━━━━━ Entries shown ━━━━━

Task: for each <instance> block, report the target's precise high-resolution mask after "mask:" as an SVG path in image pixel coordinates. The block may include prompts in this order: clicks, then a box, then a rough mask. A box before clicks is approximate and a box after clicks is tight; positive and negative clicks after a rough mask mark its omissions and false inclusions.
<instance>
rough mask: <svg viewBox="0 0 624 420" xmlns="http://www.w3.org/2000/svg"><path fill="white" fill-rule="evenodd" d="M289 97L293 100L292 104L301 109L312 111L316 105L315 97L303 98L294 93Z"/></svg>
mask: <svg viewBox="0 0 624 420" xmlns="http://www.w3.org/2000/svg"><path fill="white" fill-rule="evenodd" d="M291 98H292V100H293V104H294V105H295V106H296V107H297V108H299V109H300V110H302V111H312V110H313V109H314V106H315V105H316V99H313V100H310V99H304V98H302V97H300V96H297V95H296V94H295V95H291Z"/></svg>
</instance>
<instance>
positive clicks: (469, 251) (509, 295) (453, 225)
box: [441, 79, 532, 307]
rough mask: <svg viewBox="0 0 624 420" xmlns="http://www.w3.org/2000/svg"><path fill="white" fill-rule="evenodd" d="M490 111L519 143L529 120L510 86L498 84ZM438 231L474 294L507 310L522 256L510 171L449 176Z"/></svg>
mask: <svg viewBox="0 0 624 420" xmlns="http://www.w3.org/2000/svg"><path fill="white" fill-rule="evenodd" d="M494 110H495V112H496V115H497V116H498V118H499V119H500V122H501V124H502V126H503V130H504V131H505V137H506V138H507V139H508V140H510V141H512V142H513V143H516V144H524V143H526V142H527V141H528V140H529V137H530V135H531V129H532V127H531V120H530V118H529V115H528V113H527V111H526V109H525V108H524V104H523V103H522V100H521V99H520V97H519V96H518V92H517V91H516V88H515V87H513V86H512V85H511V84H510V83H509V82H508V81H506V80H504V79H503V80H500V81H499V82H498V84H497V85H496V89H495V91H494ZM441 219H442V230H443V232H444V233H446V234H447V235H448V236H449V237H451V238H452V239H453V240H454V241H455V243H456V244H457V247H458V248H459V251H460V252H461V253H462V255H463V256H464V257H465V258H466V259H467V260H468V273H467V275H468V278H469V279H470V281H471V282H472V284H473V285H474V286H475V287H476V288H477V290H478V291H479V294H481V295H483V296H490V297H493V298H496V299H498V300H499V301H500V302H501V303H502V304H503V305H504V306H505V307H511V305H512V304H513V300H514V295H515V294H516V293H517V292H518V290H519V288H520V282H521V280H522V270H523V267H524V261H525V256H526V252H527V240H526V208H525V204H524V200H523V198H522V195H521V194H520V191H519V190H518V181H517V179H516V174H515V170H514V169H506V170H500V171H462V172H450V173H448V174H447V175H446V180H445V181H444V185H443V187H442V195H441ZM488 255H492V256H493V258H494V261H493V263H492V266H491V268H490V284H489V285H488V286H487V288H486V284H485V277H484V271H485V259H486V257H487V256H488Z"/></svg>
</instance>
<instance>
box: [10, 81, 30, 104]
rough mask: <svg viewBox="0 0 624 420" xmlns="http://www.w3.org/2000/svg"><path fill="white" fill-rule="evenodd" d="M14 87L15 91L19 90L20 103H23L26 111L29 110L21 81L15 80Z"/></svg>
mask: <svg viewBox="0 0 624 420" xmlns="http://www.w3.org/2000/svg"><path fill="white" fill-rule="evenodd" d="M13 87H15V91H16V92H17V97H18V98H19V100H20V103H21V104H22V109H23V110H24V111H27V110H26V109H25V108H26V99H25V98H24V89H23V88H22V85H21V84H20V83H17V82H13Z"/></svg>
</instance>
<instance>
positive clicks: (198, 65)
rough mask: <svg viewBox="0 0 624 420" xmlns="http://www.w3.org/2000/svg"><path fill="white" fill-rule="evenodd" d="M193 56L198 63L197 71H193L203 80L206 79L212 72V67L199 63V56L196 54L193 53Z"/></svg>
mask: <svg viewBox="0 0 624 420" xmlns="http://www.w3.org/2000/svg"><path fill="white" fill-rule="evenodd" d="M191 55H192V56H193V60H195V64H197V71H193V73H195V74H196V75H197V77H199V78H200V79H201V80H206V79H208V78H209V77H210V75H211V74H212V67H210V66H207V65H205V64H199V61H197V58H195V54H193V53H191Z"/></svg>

━━━━━

• Description of the task
Copy every item above line for line, without changing a single character.

• Solution below
Task: for each <instance> block, report the target's precise high-resolution mask after "mask:" as an SVG path in image pixel coordinates. The block may include prompts in this order: clicks, then a box, then a rough mask. A box before clicks is approximate and a box after clicks is tight; positive and negative clicks after a rough mask mark its omissions and false inclusions.
<instance>
rough mask: <svg viewBox="0 0 624 420" xmlns="http://www.w3.org/2000/svg"><path fill="white" fill-rule="evenodd" d="M289 97L293 100L292 104L301 109L312 111L316 105L315 97L303 98L294 93Z"/></svg>
mask: <svg viewBox="0 0 624 420" xmlns="http://www.w3.org/2000/svg"><path fill="white" fill-rule="evenodd" d="M291 98H292V100H293V104H294V105H295V106H296V107H297V108H299V109H300V110H302V111H312V110H313V109H314V106H315V105H316V99H313V100H310V99H304V98H302V97H300V96H297V95H296V94H295V95H291Z"/></svg>
</instance>
<instance>
positive clicks: (469, 251) (509, 295) (453, 225)
box: [441, 79, 532, 307]
rough mask: <svg viewBox="0 0 624 420" xmlns="http://www.w3.org/2000/svg"><path fill="white" fill-rule="evenodd" d="M490 111L519 143L529 120L510 86L498 84ZM438 231L474 294L507 310L522 256L510 171L449 176Z"/></svg>
mask: <svg viewBox="0 0 624 420" xmlns="http://www.w3.org/2000/svg"><path fill="white" fill-rule="evenodd" d="M494 110H495V112H496V115H497V116H498V118H499V119H500V122H501V124H502V126H503V130H504V131H505V137H506V138H507V139H508V140H510V141H512V142H513V143H516V144H524V143H526V142H527V141H528V140H529V137H530V135H531V129H532V127H531V120H530V118H529V115H528V113H527V111H526V109H525V108H524V104H523V103H522V100H521V99H520V97H519V96H518V92H517V91H516V88H515V87H513V86H512V85H511V84H510V83H509V82H508V81H506V80H504V79H503V80H500V81H499V82H498V84H497V85H496V89H495V91H494ZM441 219H442V230H443V232H444V233H446V234H447V235H448V236H449V237H451V238H452V239H453V240H454V241H455V243H456V244H457V247H458V248H459V251H460V252H461V253H462V255H463V256H464V257H465V258H466V259H467V260H468V273H467V275H468V278H469V279H470V281H471V282H472V284H473V285H474V286H475V287H476V288H477V290H478V291H479V294H481V295H483V296H490V297H493V298H496V299H498V300H499V301H500V302H501V303H502V304H503V305H504V306H505V307H511V305H512V304H513V300H514V295H515V294H516V293H517V292H518V290H519V288H520V282H521V280H522V270H523V267H524V261H525V256H526V252H527V240H526V208H525V204H524V200H523V198H522V195H521V194H520V191H519V190H518V181H517V179H516V174H515V170H514V169H506V170H500V171H462V172H450V173H448V174H447V175H446V180H445V181H444V185H443V187H442V195H441ZM488 255H492V256H493V258H494V261H493V263H492V266H491V268H490V284H489V285H488V286H487V288H486V284H485V277H484V271H485V259H486V257H487V256H488Z"/></svg>
</instance>
<instance>
box: [10, 81, 30, 104]
rough mask: <svg viewBox="0 0 624 420" xmlns="http://www.w3.org/2000/svg"><path fill="white" fill-rule="evenodd" d="M14 87L15 91L19 90L20 103H23L26 111L29 110L21 81L15 80Z"/></svg>
mask: <svg viewBox="0 0 624 420" xmlns="http://www.w3.org/2000/svg"><path fill="white" fill-rule="evenodd" d="M13 87H15V91H16V92H17V97H18V98H19V100H20V103H21V104H22V109H23V110H24V111H27V110H26V109H25V108H26V99H25V98H24V89H23V88H22V85H21V84H20V83H17V82H13Z"/></svg>
</instance>
<instance>
positive clicks: (198, 65)
rough mask: <svg viewBox="0 0 624 420" xmlns="http://www.w3.org/2000/svg"><path fill="white" fill-rule="evenodd" d="M193 56L198 63L197 71H193L203 80L206 79L212 72V67L199 63V56L196 54L193 53Z"/></svg>
mask: <svg viewBox="0 0 624 420" xmlns="http://www.w3.org/2000/svg"><path fill="white" fill-rule="evenodd" d="M191 55H192V56H193V60H195V64H197V71H193V73H195V74H196V75H197V77H199V78H200V79H201V80H206V79H208V78H209V77H210V75H211V74H212V67H210V66H207V65H205V64H199V61H197V58H195V54H193V53H191Z"/></svg>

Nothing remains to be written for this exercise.